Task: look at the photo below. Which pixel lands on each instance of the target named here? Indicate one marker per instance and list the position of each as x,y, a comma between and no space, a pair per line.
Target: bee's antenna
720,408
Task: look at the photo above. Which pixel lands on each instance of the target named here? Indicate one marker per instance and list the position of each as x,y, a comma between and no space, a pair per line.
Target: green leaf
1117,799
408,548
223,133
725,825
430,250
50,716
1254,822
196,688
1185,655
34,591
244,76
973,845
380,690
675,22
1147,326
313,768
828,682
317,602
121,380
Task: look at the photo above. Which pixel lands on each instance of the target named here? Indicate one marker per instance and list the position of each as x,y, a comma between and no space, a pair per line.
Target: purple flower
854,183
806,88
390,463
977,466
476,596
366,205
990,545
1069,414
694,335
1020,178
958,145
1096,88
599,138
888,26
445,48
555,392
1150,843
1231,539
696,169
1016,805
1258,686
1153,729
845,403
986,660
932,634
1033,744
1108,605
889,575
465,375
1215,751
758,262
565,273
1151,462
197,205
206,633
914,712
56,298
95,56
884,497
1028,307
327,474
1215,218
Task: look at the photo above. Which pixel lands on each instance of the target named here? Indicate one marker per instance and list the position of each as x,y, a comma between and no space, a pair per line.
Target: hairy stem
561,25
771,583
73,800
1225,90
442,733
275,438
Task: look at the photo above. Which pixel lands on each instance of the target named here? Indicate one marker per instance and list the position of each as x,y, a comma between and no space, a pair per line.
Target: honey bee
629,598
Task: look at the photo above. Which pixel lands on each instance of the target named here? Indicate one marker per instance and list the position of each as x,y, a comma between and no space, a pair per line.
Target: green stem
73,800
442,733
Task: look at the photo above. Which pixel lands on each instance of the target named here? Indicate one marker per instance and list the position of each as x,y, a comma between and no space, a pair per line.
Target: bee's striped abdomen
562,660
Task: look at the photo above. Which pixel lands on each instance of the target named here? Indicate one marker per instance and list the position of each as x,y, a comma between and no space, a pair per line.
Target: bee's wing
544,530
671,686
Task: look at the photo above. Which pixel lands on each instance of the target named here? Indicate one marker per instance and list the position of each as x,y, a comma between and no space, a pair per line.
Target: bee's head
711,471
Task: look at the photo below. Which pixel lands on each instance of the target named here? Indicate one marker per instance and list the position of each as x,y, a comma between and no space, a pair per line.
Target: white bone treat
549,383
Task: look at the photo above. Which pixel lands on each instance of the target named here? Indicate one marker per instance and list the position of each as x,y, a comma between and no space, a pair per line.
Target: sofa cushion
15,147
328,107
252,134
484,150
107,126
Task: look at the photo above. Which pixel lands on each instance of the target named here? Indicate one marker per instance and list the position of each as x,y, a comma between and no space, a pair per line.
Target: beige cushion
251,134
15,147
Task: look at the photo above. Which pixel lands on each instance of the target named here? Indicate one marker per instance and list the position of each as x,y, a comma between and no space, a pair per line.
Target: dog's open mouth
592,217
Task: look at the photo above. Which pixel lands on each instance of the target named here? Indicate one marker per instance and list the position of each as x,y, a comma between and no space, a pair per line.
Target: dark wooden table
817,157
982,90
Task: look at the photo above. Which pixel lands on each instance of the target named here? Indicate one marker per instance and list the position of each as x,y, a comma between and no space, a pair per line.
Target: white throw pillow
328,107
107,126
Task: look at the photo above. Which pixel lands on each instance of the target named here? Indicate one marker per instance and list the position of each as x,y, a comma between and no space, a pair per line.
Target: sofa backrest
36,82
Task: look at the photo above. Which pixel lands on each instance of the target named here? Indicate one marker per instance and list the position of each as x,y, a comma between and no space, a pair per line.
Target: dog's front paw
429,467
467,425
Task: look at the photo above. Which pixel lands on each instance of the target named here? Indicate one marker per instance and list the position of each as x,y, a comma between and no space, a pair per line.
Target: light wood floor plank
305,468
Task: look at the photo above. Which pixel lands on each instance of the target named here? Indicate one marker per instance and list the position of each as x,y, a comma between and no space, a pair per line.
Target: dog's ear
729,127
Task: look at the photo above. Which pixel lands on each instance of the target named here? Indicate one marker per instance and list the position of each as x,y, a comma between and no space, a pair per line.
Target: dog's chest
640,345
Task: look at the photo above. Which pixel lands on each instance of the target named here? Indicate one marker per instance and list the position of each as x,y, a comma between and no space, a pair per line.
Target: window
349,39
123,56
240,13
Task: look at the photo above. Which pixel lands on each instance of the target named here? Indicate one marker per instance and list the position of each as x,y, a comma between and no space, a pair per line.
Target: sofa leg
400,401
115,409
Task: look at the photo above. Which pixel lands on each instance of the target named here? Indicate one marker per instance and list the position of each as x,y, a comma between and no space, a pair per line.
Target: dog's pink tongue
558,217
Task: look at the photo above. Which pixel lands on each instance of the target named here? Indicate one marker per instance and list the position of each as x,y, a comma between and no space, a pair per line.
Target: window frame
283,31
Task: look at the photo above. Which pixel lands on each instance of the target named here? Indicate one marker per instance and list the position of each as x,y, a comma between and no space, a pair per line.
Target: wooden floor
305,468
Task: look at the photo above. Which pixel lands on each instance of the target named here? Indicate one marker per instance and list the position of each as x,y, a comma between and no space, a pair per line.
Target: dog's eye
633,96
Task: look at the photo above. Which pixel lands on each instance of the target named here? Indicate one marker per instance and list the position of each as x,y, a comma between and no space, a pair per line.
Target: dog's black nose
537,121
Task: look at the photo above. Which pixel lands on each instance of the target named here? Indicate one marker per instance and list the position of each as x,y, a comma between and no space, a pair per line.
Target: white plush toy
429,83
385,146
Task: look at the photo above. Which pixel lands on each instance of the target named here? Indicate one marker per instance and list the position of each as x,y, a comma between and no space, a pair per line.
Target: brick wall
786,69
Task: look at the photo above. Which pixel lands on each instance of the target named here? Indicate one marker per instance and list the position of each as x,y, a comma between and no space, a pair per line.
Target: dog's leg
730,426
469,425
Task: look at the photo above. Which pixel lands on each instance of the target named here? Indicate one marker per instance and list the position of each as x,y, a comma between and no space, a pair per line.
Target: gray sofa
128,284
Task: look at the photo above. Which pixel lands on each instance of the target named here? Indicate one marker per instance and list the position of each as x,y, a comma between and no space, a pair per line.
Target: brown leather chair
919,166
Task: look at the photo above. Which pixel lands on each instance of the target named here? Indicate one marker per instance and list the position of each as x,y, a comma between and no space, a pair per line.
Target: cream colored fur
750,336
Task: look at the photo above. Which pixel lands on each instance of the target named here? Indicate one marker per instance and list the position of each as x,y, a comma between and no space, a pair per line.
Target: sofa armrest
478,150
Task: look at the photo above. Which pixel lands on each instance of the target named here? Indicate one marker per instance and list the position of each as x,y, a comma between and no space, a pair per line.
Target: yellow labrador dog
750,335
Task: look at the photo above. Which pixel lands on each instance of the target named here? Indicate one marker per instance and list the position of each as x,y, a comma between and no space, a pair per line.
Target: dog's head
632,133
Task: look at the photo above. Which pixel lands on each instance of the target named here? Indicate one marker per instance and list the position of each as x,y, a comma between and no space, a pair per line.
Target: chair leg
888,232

————————

Retype all of the lines shown above, keeping each one exact.

Task: look at the photo below. Which pixel lands on each instance of the target named here? Indicate one marker per instance and list the position of each as x,y, a comma between and no space, a pair per line.
Target: bee's antenna
720,408
Task: look at the photo above. Which pixel lands on each instance of the target named here? Indicate one marker per instance and list the position of each as x,y, a comma between and no space, a pair per line.
Target: green leaf
1117,799
408,548
223,133
725,825
430,250
50,716
1254,822
196,688
1185,655
34,591
244,76
973,845
380,690
675,22
1147,326
313,768
828,682
317,602
121,380
Task: look at the photo above. Which pixel lands on each instance of the target named here? Indicate one marker per instance and list the position of each as x,y, a comma between and no space, a pair per line.
Target: purple flower
854,183
806,88
390,463
977,466
476,596
366,205
990,545
1069,414
694,335
1020,178
958,145
1096,88
599,138
888,26
445,48
555,392
1150,843
1231,539
696,169
1016,805
1258,686
1153,729
845,403
986,660
932,634
1033,744
1108,605
889,575
465,375
1215,751
758,262
565,273
1151,462
197,205
206,633
914,712
56,298
95,56
884,497
1028,307
327,474
1215,218
Task: look at the photo above. Which pixel lands on each instance of the target named here? Indicate one marker per instance and list the position of each as x,y, a comma between and no space, a pair per line.
Target: hairy stem
561,25
771,583
73,800
1225,90
442,733
275,438
Task: look at the photo above. Which pixel lands on each instance of the target named here? Indicate one marker per instance and list the position of each as x,y, a comma between and no space, a pair per line.
Target: honey bee
629,598
Task: look at the photo above. Which pixel lands on each instance of the target named here? Indicate one marker per instance and list the position of each as x,y, a comma between and no space, a pair per line.
Target: green stem
73,800
442,733
Task: look at the photo above. Which pixel lands on each instance of the target named here? Indicate one marker per instance and list the position of each as x,y, a comma between and no space, a pair per line.
Target: bee's striped abdomen
562,660
Task: look at the photo above. Which pixel lands on each instance of the target named here? Indicate one marker per instance and list the position of each as x,y, a comma between and no space, a pair per line.
Target: bee's wing
544,530
671,686
Task: look at the photo above. Which pixel lands on each instance of the target named here? Indicate one marker per instance and list the position of each as x,y, a comma between and no space, a pair per line.
Target: bee's head
711,471
Task: look at the photo below. Which pixel lands on each instance of the target named here? Indicate one marker per instance and list the position of each as x,y, a comma between and no space, a pair per line.
Target: white bone treat
549,383
Task: look at the photo above. Which pixel lands on each instance of the target named here? Indicate one marker per instance and list the position of each as x,y, a comma between and no space, a pair per line.
Target: sofa cushion
15,147
328,107
252,134
484,150
107,126
Task: look at the photo above. Which pixel lands on each instance of the target named here? Indicate one marker per instance and list the position of each as x,y, a comma between and no space, a pair per line.
Target: beige cushion
251,134
15,147
Task: look at the photo above. Which pixel lands on each instance of the target named here? Indicate one marker per instance and list the position of each as x,y, a comma between and no space, a pair per line.
Target: dog's open mouth
592,217
Task: look at the photo above. Which pixel lands on each instance of the target named here? Indicate one marker per instance and list the position of each as x,y, a comma between and no space, a pair per line.
Target: dark wooden table
817,157
982,90
Task: look at the photo above. Which pixel lands on each instance of the target named here? Indicate one marker per instance and list the position of each as x,y, a comma between and no space, a pair per line.
Target: white throw pillow
328,107
107,126
Task: look at the photo above. Which pixel lands on each instance of the target named here? Indicate one marker per instance and list the position of each as x,y, a comma between and no space, a pair per line.
Target: sofa backrest
36,82
Task: look at the photo above. Which pixel lands on each instance of the target named here? Indicate one marker per instance and list the position of each as x,y, a comma between and no space, a pair per line.
Target: dog's front paw
429,467
467,425
Task: look at the photo above. Which pixel lands on each instance of the target named here? Indicate one marker per instance and list the position of each as x,y, a comma between and no space, a pair per line.
Target: light wood floor plank
305,468
Task: look at the photo above. Which pixel lands on each instance of the target named here? Indicate one marker per instance and list the position of each as x,y, a comma between and no space, a pair per line.
Target: dog's ear
729,127
Task: look at the photo above. Which pixel lands on each instance of the target named here? Indicate one marker per instance and list the position of each as x,y, a comma between and no space, a pair per line.
Target: dog's chest
640,345
Task: look at the photo above. Which pixel lands on each instance of the target named here? Indicate one marker per instance and list the position of each as x,y, a comma between and no space, a pair per line.
Target: window
349,39
123,56
240,13
Task: look at the photo above. Which pixel lands on each instance of the target named here? Indicate one marker per instance and list the position of each as x,y, a comma between and no space, a pair per line.
Target: sofa leg
400,401
115,409
Task: look at the photo above. Which pixel lands on each instance of the target named here? Indicate one marker per instance and list the position of each as x,y, a comma between and no space, a pair per line.
Target: dog's pink tongue
558,217
Task: look at the photo above. Which pixel lands on each instance of the target named here? Indicate one marker per instance and list the position of each as x,y, a comma between and no space, a pair per line.
Target: window frame
283,31
Task: look at the photo above. Which pixel lands on each instance of the target named here? Indicate one marker per instance and list the position of each as x,y, a comma between and no space, a pair per line.
Target: wooden floor
305,468
Task: look at the photo above. Which pixel lands on each instance of the target named here? Indicate one marker per instance and list the position of each as x,y, a comma between and no space, a pair per line.
Target: dog's eye
633,96
Task: look at the photo above. Which pixel lands on each instance of the target named here? Indicate one marker per instance and list the position of each as x,y, a comma between and no space, a pair per line.
Target: dog's black nose
537,121
Task: look at the photo above. Which pixel lands on each instance of the target named here? Indicate one marker per instance and list the position of each as x,y, a comma between and no space, a pair per line.
Target: white plush toy
429,83
385,146
Task: look at the photo above. Which pixel lands on each instance of the target named here? Indicate one marker per instance and list the position of each as x,y, a comma between and no space, a pair per line.
Target: brick wall
786,69
Task: look at the photo above. Which pixel lands on each instance of the target named here? Indicate one marker per instance and list the position of each as x,y, a comma between and no space, a pair per line.
Target: dog's leg
730,426
469,425
Task: look at the photo above. Which pixel lands on each instance of the target named here? Indicate one marker per instance and list the position of each as x,y, a comma between and no space, a pair per line.
Target: gray sofa
128,284
Task: look at the photo above. Which pixel lands on each instance of the target named here? Indicate one marker per instance and list the position of each as x,y, a comma between and no space, a pair per line.
Target: brown leather chair
919,166
Task: look at the photo above. Which pixel lands on each instance of the target named here? Indicate one marker per instance and list the position of each as x,y, a comma between and no space, a pair per line.
Target: cream colored fur
750,336
Task: look at the photo above. Which pixel lands on each instance of the target named here? Indicate one marker per instance and list the position of each as x,y, a comma between and no space, a pair per line.
Target: sofa armrest
478,150
Task: look at the photo above. Which pixel lands on each instance of the target named here? Indicate one marker per instance and list the position of each as x,y, a comma between and no space, a pair per line.
Target: yellow labrador dog
750,335
Task: look at the photo above. Which pixel lands on each instance of the target named here? Indicate one marker per instance and list the position of each as x,y, a comma between and no space, a pair per line.
Target: dog's head
632,133
Task: look at the photo above. Which pixel lands on each instance of the target named here? Indicate one marker per instance and list the position of each as x,y, a comma between and no space, a pair per line.
Target: chair leg
888,232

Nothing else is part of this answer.